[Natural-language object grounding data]
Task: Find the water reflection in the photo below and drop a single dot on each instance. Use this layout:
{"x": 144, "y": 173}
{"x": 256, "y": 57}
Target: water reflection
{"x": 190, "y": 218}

**Exercise brief:**
Using the data above, repeat every line exactly.

**Worked solution:**
Task: Find the water reflection in the photo below and drop a single dot on each instance. Use this layout:
{"x": 144, "y": 173}
{"x": 256, "y": 57}
Target: water reflection
{"x": 190, "y": 218}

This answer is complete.